What needs to be done:
Transcribe the material verbatim in full; the pictures do not belong in the copy.
start Material
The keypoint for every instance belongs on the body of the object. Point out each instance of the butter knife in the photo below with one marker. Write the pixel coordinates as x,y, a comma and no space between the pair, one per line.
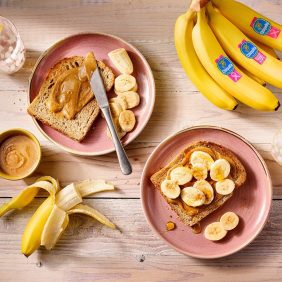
98,89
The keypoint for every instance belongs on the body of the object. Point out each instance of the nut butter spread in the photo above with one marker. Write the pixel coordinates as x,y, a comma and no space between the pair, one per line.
72,90
18,155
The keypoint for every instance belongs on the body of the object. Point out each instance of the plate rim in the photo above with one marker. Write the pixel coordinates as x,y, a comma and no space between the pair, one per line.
269,187
61,41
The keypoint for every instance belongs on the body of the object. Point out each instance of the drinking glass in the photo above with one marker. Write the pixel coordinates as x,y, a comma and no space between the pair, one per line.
12,51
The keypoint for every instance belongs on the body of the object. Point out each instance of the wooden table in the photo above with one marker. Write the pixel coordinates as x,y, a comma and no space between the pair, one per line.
88,250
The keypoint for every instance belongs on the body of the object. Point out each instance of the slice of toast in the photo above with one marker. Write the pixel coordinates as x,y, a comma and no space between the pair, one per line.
78,127
189,215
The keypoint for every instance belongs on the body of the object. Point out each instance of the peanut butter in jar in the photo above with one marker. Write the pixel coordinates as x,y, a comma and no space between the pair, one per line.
19,156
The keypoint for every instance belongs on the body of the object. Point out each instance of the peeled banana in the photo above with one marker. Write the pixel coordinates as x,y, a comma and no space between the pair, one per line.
127,120
31,238
215,231
68,197
245,52
192,66
221,68
229,220
170,188
84,209
125,82
193,197
252,23
121,60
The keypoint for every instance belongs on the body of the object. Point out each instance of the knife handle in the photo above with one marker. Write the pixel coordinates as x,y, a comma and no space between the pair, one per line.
124,163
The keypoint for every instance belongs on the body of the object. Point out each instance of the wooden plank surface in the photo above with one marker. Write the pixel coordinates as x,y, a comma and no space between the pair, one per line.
89,251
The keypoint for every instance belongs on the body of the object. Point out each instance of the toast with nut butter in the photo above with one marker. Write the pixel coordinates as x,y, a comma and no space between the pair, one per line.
199,180
73,109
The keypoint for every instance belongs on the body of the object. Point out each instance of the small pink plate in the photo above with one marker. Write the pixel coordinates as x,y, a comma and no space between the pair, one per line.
251,202
96,142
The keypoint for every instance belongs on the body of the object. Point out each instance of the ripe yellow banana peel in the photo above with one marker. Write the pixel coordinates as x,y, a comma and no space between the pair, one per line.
26,196
50,220
31,238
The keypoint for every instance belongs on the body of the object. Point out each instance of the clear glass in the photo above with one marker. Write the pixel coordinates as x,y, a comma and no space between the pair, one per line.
276,149
12,51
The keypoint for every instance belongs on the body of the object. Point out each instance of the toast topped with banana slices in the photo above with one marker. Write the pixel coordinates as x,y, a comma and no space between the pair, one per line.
199,180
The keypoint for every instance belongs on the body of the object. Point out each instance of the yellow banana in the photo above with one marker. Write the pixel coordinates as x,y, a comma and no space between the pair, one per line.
252,76
252,23
31,238
26,196
192,66
84,209
270,51
244,51
221,68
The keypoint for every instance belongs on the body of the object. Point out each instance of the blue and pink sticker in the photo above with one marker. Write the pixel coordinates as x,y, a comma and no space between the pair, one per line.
227,68
264,27
250,50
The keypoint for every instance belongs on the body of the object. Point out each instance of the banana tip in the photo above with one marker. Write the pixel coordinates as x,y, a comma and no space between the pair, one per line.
235,108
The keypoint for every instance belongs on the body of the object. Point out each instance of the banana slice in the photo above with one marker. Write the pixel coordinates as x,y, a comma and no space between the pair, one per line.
220,169
116,109
121,101
207,189
132,98
120,132
124,82
121,60
200,171
127,120
215,231
134,89
181,175
225,186
200,157
193,197
229,220
170,189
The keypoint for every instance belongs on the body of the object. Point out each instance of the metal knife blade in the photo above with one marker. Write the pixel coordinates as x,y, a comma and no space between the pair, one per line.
98,88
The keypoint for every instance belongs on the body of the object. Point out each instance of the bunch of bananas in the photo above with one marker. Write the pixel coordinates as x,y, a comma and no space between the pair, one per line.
226,49
50,220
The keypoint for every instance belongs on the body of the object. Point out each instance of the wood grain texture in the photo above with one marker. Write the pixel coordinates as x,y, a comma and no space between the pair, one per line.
89,251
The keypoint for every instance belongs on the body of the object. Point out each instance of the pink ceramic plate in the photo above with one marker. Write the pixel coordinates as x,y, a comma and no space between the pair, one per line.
251,202
96,142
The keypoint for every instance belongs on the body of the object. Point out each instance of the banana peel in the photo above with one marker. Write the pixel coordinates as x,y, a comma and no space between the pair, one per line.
51,219
26,196
54,227
31,238
89,186
84,209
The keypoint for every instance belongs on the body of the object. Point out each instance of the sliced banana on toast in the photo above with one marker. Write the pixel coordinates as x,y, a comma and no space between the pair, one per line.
119,100
121,60
125,82
200,157
120,132
215,231
132,98
200,171
193,197
116,109
220,169
229,220
206,188
225,187
181,175
127,120
170,189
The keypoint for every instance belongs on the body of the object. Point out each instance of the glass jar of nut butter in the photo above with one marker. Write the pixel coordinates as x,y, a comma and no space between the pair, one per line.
20,154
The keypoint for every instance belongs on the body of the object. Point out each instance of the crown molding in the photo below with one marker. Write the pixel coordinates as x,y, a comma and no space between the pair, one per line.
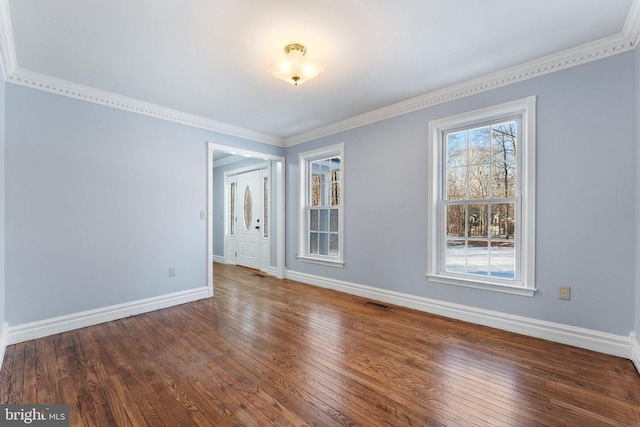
end Material
Result of the exercise:
The keypoint for every instance belongs on the body of the object. Point out each instance of the butter knife in the photo below with one marker. Write the pixel coordinates as x,y, a comma and no space between the pair, one per line.
98,89
The keypoint for every instance belongs on the body of the object. Point out each instance of the nut butter spread in the photo above with one marker. Write the pixel coordinates as x,y, a comma and no space between the pair, one per line.
72,90
18,155
The keypoint for every instance belongs on the body of the object. Point out each instance of the plate rim in the photo above with one marker. Write the pixel coordinates as x,y, a comma and no space between the pair, one per line.
269,187
61,41
The keypoint for every instance belongs on the body of the object. Point out each instance of the drinking glass in the photo above with one marker. Write the pixel coordinates as x,y, a comma and no space between the pair, one per line.
12,51
The keypoint for every instance belongs on the body of the object. Point out each instance of the wooden table in the photo above with one marker. Write the pixel coordinates as x,y, a comma and no space between the pair, one per line.
88,250
The keypoint for every instance belongs on the body of the object. Point out each instance of the slice of toast in the photo above with one marker. Write the pixel coordinates as x,y, a comma and no space between the pair, one per line.
78,127
189,215
The keypoint for every instance belongs on the body of the object. Point out each instance of the peanut butter in jar in the photo above with one marker. Write the pixel coordinates as x,y, a comma and no space between the pair, one per line.
19,156
The keypoint for every instance belongs on the body of the object. Point out each instance of the peeled banana in the photo above with one marker. Write the pixel coordinates as x,y, a comma and no space between the pair, one per line.
127,120
31,238
215,231
68,197
245,52
192,66
221,68
229,220
170,188
84,209
125,82
193,197
252,23
121,60
The keypoint for every instance belongs on the body of the object. Point out each instance of the knife handle in the photo above with one marker. Write the pixel coordinates as x,y, a comma and no space between the pair, one per line.
124,163
The keypoint for every instance belongs on the body of the object. Point out each instance of the wooden plank surface in the photo above with one marker. Write the pixel coordinates as x,y, a comma and no space between the pair, one per line.
89,251
The keypoint for every instance belongs on the body of the object. Point out each instance of the toast with nut butter in the photo above with one marker. Write the pixel coordinates as x,y, a comma and no space between the pair, one per line.
199,180
73,109
The keypoint for every instance belongs on the body of the object. Point out each instance of the small pink plate in the photo above with one marker. Write the pixel coordinates as x,y, a comma and no space between the pair, one per line.
251,202
96,142
The keypoint for every instance belongs on the body of the object. Point out each instance of the ripe yellow banana peel in the photo above with one marker. Write the pixel coordinates as x,y, a comma and no space between the pair, one per line.
26,196
50,220
31,238
The keypoint for every instance belongs on the body of the object. Point out each instance of the clear glass in the photo above with one marker. Write the pixel coordinates as x,y, a comma and no space between the pair, one per line.
276,149
12,51
The keypoint for every instance belongs on the body of the object. Point out each instance of the toast topped with banana slices in the photo above with one marker. Write the pixel coordinates as x,y, a comma and no space between the pair, one per line.
199,180
The keypoint for every instance belongs on the body of the object. Point out each instance of the yellow banana in the photo above with one marker. Write the pixel coordinates as x,y, a comma and no space between the pair, one per line.
252,76
252,23
31,238
26,196
192,66
84,209
270,51
244,51
221,68
The keypoint for every instance belongs on the body of the object. Point out each instance of the blue and pink sticker in the photo above with one marker. Write the pixel coordinates as x,y, a comma and no space between the pair, one per line.
227,68
264,27
250,50
The keypoint for every instance belongs on the body of the object. Point out each instance of the banana tip in the photo above with one marker. Write the pixel coordinates as x,y, a comma and no space between the pair, one per line.
235,108
The keypoint for every instance belongs on the body of the object. Point out each instance of the banana slice in the photo above with one marker. Write the pixel coordinates as x,y, a comma and no space between the pair, one per line.
220,169
116,109
121,101
207,189
132,98
120,132
124,82
121,60
200,171
127,120
215,231
134,89
181,175
225,186
200,157
193,197
229,220
170,189
The keypoint for every instance belongs on the body of the object. Point out each instance of the metal knife blade in the photo above with one marker. Write the pixel coordinates as x,y, a comma and no space between the pair, one per line.
98,88
The keypoint for every instance belongs on the body of the object. Point out each instance of the bunch of bananas in the photo above with one marker. Write the pixel coordinates as x,y, a comma and no space between the pair, one per line.
226,49
50,220
The keypoint for every instance belongs on the body of the object. Point out each instance of the wood grain texture in the photo above with one marker. Write the pixel coordinates as x,y, a comma and no space between the pair, one per line.
89,251
The keypoint for every instance belongs on the body of the object. Point out each instance of the pink ceramic plate in the photo above with one marker. Write the pixel coordinates as x,y, a comma and no space between the pair, one per line.
251,202
96,142
The keypoint for every instance belongs on the body of the object. Point out each instance of the banana peel in the photo above with one marker. Write the pixel coordinates as x,y, a comma and no space between the pair, one per line.
51,219
26,196
54,227
31,238
89,186
84,209
The keypoint for every instance belongs on the body of the object. Point out each instance of the sliced banana on toast in the photo above with one marker. Write the pixel coordinates as x,y, a comma and no space between the pair, one per line.
119,100
121,60
125,82
200,157
120,132
215,231
132,98
200,171
193,197
116,109
220,169
229,220
206,188
225,187
181,175
127,120
170,189
The keypoint for every instance belongs on the body of the object. Point out each instance of the glass jar of nut butter in the photo above with one marker. Write the pixel coordinates as x,y, a comma and no space between the pair, one per line.
20,154
The keypoint for every instance belongs on the body of the object. Point out each instance of the crown molding in the photo below with one marker. Write the pixel coordinates as x,y, a comma and no space between the pair, one per line.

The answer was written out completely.